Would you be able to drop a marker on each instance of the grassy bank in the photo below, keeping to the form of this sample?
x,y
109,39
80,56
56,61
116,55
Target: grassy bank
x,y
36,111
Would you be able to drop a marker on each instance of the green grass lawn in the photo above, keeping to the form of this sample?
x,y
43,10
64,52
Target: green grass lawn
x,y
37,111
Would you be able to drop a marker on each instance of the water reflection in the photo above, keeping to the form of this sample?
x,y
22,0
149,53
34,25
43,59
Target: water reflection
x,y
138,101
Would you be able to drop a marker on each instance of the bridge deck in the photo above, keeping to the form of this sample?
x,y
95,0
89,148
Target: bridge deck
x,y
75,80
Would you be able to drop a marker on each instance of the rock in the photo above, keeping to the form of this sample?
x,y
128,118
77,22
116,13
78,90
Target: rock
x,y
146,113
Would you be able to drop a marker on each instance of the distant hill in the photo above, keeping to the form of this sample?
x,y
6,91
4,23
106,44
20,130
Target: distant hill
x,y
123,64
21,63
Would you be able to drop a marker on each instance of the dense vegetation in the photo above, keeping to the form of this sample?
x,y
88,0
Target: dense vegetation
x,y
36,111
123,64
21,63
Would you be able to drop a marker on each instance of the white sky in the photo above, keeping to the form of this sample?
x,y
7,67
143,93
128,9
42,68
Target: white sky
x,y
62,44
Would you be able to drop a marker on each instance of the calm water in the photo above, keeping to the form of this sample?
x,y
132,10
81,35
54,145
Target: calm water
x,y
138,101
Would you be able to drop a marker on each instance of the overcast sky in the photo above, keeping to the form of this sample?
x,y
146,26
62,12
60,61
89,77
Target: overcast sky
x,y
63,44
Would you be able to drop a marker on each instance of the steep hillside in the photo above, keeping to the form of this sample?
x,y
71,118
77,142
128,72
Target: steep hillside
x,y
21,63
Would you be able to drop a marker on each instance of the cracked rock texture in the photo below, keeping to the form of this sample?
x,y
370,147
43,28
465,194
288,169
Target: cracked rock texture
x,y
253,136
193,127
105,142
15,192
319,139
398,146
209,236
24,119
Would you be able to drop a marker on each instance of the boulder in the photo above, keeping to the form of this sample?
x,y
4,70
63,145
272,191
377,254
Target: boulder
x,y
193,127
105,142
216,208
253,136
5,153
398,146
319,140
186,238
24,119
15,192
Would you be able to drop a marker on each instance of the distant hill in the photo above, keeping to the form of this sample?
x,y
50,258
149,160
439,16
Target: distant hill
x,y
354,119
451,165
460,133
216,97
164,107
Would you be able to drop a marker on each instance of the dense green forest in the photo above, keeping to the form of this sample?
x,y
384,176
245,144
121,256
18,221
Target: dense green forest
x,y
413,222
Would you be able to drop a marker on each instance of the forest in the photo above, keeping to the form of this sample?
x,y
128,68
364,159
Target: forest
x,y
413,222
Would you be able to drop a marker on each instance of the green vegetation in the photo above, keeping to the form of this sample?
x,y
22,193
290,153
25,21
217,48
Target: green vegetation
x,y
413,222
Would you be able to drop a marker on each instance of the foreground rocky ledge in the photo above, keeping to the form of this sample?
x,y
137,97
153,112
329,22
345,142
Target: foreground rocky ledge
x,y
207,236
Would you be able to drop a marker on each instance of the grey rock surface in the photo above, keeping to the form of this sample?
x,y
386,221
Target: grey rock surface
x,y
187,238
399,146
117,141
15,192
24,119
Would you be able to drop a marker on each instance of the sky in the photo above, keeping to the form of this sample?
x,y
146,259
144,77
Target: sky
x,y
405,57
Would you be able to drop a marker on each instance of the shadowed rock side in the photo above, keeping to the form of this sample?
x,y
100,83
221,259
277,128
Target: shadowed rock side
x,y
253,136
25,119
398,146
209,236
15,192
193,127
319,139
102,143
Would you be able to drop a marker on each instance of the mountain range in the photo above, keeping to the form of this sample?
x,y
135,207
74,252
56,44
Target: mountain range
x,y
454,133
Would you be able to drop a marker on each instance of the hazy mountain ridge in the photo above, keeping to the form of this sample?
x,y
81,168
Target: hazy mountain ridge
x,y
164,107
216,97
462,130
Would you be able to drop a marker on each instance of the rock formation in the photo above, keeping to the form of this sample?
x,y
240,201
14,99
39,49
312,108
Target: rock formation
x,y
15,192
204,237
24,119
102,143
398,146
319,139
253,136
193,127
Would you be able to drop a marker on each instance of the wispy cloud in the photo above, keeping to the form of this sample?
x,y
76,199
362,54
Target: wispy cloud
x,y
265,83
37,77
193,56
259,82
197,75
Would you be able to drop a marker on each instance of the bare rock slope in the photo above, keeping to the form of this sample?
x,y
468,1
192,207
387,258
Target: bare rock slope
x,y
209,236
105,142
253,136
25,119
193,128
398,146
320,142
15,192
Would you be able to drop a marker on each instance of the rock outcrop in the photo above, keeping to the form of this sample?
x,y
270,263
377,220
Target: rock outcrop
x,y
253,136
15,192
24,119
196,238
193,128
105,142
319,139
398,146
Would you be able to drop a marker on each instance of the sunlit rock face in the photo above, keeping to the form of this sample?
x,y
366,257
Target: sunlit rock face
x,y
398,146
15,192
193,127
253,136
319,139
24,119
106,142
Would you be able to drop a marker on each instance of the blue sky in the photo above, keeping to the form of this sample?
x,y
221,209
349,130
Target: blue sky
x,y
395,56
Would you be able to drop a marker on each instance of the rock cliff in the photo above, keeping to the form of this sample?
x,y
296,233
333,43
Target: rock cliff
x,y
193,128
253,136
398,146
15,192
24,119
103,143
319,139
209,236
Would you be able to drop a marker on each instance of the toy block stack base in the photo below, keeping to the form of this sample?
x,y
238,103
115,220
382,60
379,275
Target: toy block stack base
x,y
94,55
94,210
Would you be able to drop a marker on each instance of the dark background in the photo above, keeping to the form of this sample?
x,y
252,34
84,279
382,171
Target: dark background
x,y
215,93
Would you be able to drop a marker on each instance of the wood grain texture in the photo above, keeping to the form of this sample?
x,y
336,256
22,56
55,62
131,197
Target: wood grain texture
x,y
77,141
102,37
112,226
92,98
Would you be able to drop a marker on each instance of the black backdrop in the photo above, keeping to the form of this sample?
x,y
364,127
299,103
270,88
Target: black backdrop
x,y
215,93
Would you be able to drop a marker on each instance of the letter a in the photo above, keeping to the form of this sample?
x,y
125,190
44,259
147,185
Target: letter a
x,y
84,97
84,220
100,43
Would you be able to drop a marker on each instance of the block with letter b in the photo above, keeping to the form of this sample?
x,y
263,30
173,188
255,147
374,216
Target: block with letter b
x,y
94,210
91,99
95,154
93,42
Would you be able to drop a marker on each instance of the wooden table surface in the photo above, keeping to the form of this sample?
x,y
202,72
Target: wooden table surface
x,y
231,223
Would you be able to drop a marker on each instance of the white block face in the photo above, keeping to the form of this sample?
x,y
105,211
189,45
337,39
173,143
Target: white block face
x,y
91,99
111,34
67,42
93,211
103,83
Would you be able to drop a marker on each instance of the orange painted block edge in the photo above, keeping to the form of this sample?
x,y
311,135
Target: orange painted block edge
-*-
Arrange every line of the material above as a numbered list, omitting any blank lines.

1. Would you be able to drop a marker on each instance of the grassy bank in the photo below, keeping to the form of this sample?
2. x,y
3. 109,39
4. 80,56
5. 56,61
6. 116,55
7. Target: grassy bank
8. x,y
9. 36,111
10. Would you be able to drop a marker on each instance of the green grass lawn in the photo above, keeping to the form of this sample?
11. x,y
12. 43,10
13. 64,52
14. Target: green grass lawn
15. x,y
16. 37,111
17. Would you be able to drop a marker on each instance of the water reflection in the photo above, keeping to the form of this sample?
18. x,y
19. 22,0
20. 149,53
21. 34,25
22. 43,59
23. Target: water reflection
24. x,y
25. 138,101
26. Would you be able to drop a marker on each instance of the bridge deck in the photo above, keeping to the form of this sample?
27. x,y
28. 95,0
29. 89,148
30. Target: bridge deck
31. x,y
32. 75,80
33. Would you be able to drop a marker on each instance of the rock in the photo above, keeping to the form of this sample?
34. x,y
35. 128,118
36. 77,22
37. 116,13
38. 78,90
39. Target: rock
40. x,y
41. 146,113
42. Would you be able to drop a marker on each instance of the distant hill in the photo above, keeping to the form of this sample?
43. x,y
44. 6,91
45. 4,23
46. 106,44
47. 20,130
48. Target: distant hill
49. x,y
50. 123,64
51. 21,63
52. Would you be able to drop a marker on each instance of the dense vegetation in the photo above, keeping to the form of this sample?
53. x,y
54. 88,0
55. Target: dense vegetation
56. x,y
57. 36,111
58. 123,64
59. 21,63
60. Would you be able to drop a marker on each instance of the white sky in the photo above, keeping to the form of this sample?
61. x,y
62. 7,67
63. 143,93
64. 128,9
65. 42,68
66. Target: white sky
67. x,y
68. 62,44
69. Would you be able to drop a marker on each instance of the calm water in the photo above, keeping to the form of this sample?
70. x,y
71. 132,10
72. 81,35
73. 54,145
74. Target: calm water
75. x,y
76. 138,101
77. Would you be able to drop a marker on each instance of the overcast sky in the photo above, keeping to the form of this sample?
78. x,y
79. 146,26
80. 62,12
81. 60,61
82. 89,77
83. Target: overcast sky
84. x,y
85. 63,44
86. Would you be able to drop a marker on each instance of the steep hillside in the photo above, keeping to the form of this sample?
87. x,y
88. 71,118
89. 77,142
90. 128,72
91. Target: steep hillside
92. x,y
93. 21,63
94. Would you be able to drop a marker on each instance of the cracked rock texture in the photo below, keeping to the form of this sample?
95. x,y
96. 370,147
97. 43,28
98. 465,194
99. 288,169
100. Target: cracked rock texture
101. x,y
102. 253,136
103. 193,127
104. 105,142
105. 15,192
106. 319,139
107. 398,146
108. 209,236
109. 24,119
110. Would you be able to drop a marker on each instance of the boulder in the photo above, keeping to the form of this sample?
111. x,y
112. 4,70
113. 63,145
114. 272,191
115. 377,254
116. Target: boulder
117. x,y
118. 193,127
119. 105,142
120. 216,208
121. 253,136
122. 5,153
123. 398,146
124. 319,140
125. 186,238
126. 24,119
127. 15,192
128. Would you be able to drop a marker on each instance of the distant hill in the photo above, keeping to the form of this sample?
129. x,y
130. 50,258
131. 149,160
132. 439,16
133. Target: distant hill
134. x,y
135. 354,119
136. 451,165
137. 460,133
138. 216,97
139. 164,107
140. Would you be able to drop a marker on each instance of the dense green forest in the photo above, keeping to the form of this sample?
141. x,y
142. 384,176
143. 245,144
144. 121,256
145. 18,221
146. Target: dense green forest
147. x,y
148. 413,222
149. Would you be able to drop a marker on each instance of the forest in the photo above, keeping to the form of this sample?
150. x,y
151. 128,68
152. 364,159
153. Target: forest
154. x,y
155. 413,222
156. Would you be able to drop a marker on each instance of the green vegetation in the photo above, keeping to the form of this sample?
157. x,y
158. 22,193
159. 290,153
160. 25,21
161. 217,48
162. Target: green vegetation
163. x,y
164. 413,222
165. Would you be able to drop a marker on each instance of the foreground rocky ledge in the photo above, keeping to the form of this sample?
166. x,y
167. 137,97
168. 153,112
169. 329,22
170. 345,142
171. Target: foreground rocky ledge
172. x,y
173. 207,236
174. Would you be able to drop a marker on each instance of the grey rock surface in the photo above, keeping to the form of this sample?
175. x,y
176. 386,221
177. Target: grey rock surface
178. x,y
179. 187,238
180. 399,146
181. 117,141
182. 15,192
183. 24,119
184. Would you be able to drop a marker on each instance of the sky in the photo above, keeping to the form of this sample?
185. x,y
186. 146,259
187. 144,77
188. Target: sky
189. x,y
190. 405,57
191. Would you be able to drop a marker on each instance of the shadowed rock side in the photo above, keeping to the form of this sample?
192. x,y
193. 100,83
194. 221,259
195. 277,128
196. Target: shadowed rock side
197. x,y
198. 253,136
199. 25,119
200. 398,146
201. 209,236
202. 15,192
203. 193,127
204. 319,139
205. 102,143
206. Would you be able to drop a marker on each instance of the mountain range in the photo above, keeping to the form of this sample?
207. x,y
208. 135,207
209. 74,252
210. 56,44
211. Target: mountain range
212. x,y
213. 454,133
214. Would you be able to drop a marker on each instance of the hazy mountain ridge in the photo above, keeping to the form of this sample?
215. x,y
216. 81,168
217. Target: hazy mountain ridge
218. x,y
219. 164,107
220. 216,97
221. 462,130
222. Would you be able to drop a marker on each instance of the rock formation in the photo above, keeping to the form of this sample?
223. x,y
224. 240,201
225. 14,99
226. 39,49
227. 312,108
228. Target: rock formation
229. x,y
230. 15,192
231. 204,237
232. 24,119
233. 102,143
234. 398,146
235. 319,139
236. 253,136
237. 193,127
238. Would you be able to drop a marker on each instance of the wispy cloud in the photo above, keeping to the form of this sample?
239. x,y
240. 76,199
241. 362,54
242. Target: wispy cloud
243. x,y
244. 265,83
245. 37,77
246. 193,56
247. 259,82
248. 197,75
249. Would you be able to drop a marker on each instance of the bare rock slope in the photo above, keeping to the form of this sample?
250. x,y
251. 468,1
252. 192,207
253. 387,258
254. Target: bare rock slope
255. x,y
256. 209,236
257. 105,142
258. 253,136
259. 25,119
260. 193,128
261. 398,146
262. 320,142
263. 15,192
264. Would you be able to drop a marker on each instance of the rock outcrop in the photo above, keeping to the form of this sample?
265. x,y
266. 270,263
267. 377,220
268. Target: rock outcrop
269. x,y
270. 253,136
271. 15,192
272. 24,119
273. 196,238
274. 193,128
275. 105,142
276. 319,139
277. 398,146
278. Would you be able to drop a marker on each instance of the sunlit rock face in the photo above, keeping to the form of this sample?
279. x,y
280. 366,257
281. Target: sunlit rock face
282. x,y
283. 398,146
284. 15,192
285. 193,127
286. 253,136
287. 319,139
288. 24,119
289. 106,142
290. Would you be able to drop a marker on each instance of the blue sky in the photo above, keeping to the form of this sample?
291. x,y
292. 221,209
293. 349,130
294. Target: blue sky
295. x,y
296. 395,56
297. Would you be able to drop a marker on each instance of the rock cliff in the photo above, keeping to the form of this sample?
298. x,y
299. 296,233
300. 333,43
301. Target: rock cliff
302. x,y
303. 193,128
304. 253,136
305. 398,146
306. 15,192
307. 24,119
308. 103,143
309. 319,139
310. 209,236
311. Would you be able to drop a marker on each instance of the toy block stack base in the photo below, keeping to the form of this sample?
312. x,y
313. 238,103
314. 115,220
315. 382,60
316. 379,275
317. Target: toy block stack base
318. x,y
319. 94,55
320. 94,210
321. Would you be able to drop a marker on each instance of the dark background in the photo above, keeping to the form of this sample?
322. x,y
323. 252,34
324. 84,279
325. 382,171
326. Target: dark background
327. x,y
328. 215,93
329. Would you be able to drop a marker on each instance of the wood grain texture in the photo above, keeping to the form of this sample?
330. x,y
331. 336,256
332. 22,56
333. 55,62
334. 131,197
335. Target: wood grain texture
336. x,y
337. 77,141
338. 102,37
339. 112,226
340. 92,98
341. Would you be able to drop a marker on each instance of the black backdrop in the photo above, keeping to the form of this sample?
342. x,y
343. 364,127
344. 299,103
345. 270,88
346. Target: black backdrop
347. x,y
348. 215,93
349. Would you be able to drop a marker on each instance of the letter a in the photo above, keeping to the form of this sample?
350. x,y
351. 125,190
352. 44,259
353. 147,185
354. Target: letter a
355. x,y
356. 84,97
357. 84,220
358. 100,43
359. Would you be able to drop a marker on each instance of the block with letter b in the photo above, keeping to the form of this sample?
360. x,y
361. 263,30
362. 173,188
363. 255,147
364. 374,216
365. Target: block with letter b
366. x,y
367. 94,210
368. 91,99
369. 95,154
370. 93,42
371. Would you be able to drop a marker on each instance of the wooden table surface in the photo above, keeping to the form of this sample?
372. x,y
373. 202,72
374. Target: wooden table surface
375. x,y
376. 231,223
377. Would you be able to drop a marker on each instance of the white block face in the photo above, keeping to the form of this sample?
378. x,y
379. 105,211
380. 189,45
381. 337,39
382. 173,143
383. Target: white block face
384. x,y
385. 91,99
386. 111,34
387. 67,42
388. 93,211
389. 103,83
390. Would you be able to drop a marker on each instance of the orange painted block edge in the photo above, keeping to the form of this sample?
391. x,y
392. 311,135
393. Target: orange painted block edge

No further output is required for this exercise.